→ Problem 1:
List each distinct big-O expression in the Aho-Corasick FAQ excerpt below.
→ Problem 2:
In the Aho-Corasick FAQ excerpt below, rewrite the part starting at "Failure links are" and ending at "input + matches?", replacing "breadth-first" with "level-order".

→ Excerpted passage:
Frequently asked questions

How does Aho-Corasick build the failure links?

Failure links are computed by a breadth-first sweep of the trie. The root and its direct children get failure pointers to the root. For each deeper node u with parent p reached via character c, fail(u) is computed by following p's failure chain, looking for a node that has a child via c, and pointing fail(u) to that child (or root if none exists). This mirrors KMP's prefix function but is built across the entire pattern set in O(total_pattern_length × alphabet_size). Each node's fail link points to the longest proper suffix of the string ending at that node that is also a prefix of some pattern.

Why is it linear in input + matches?

Each text character is consumed exactly once and triggers at most one trie transition or one failure-link traversal. An amortized argument identical to KMP's shows the total fail-link traversal across all n input characters is O(n). Reporting the z matches takes O(z) total because output links (a precomputed list at each node of all patterns ending in any suffix of the path to that node) let you emit them in constant time per match. The O(m) preprocessing dominates only when patterns are large; the O(n) search is independent of how many patterns there are.

→ Record set:

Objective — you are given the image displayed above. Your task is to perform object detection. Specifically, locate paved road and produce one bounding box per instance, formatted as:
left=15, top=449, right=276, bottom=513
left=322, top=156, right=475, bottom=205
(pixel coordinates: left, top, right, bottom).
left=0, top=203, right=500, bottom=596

→ Response area 1:
O(total_pattern_length × alphabet_size)
O(n)
O(z)
O(m)

→ Response area 2:
Failure links are computed by a level-order sweep of the trie. The root and its direct children get failure pointers to the root. For each deeper node u with parent p reached via character c, fail(u) is computed by following p's failure chain, looking for a node that has a child via c, and pointing fail(u) to that child (or root if none exists). This mirrors KMP's prefix function but is built across the entire pattern set in O(total_pattern_length × alphabet_size). Each node's fail link points to the longest proper suffix of the string ending at that node that is also a prefix of some pattern.

Why is it linear in input + matches?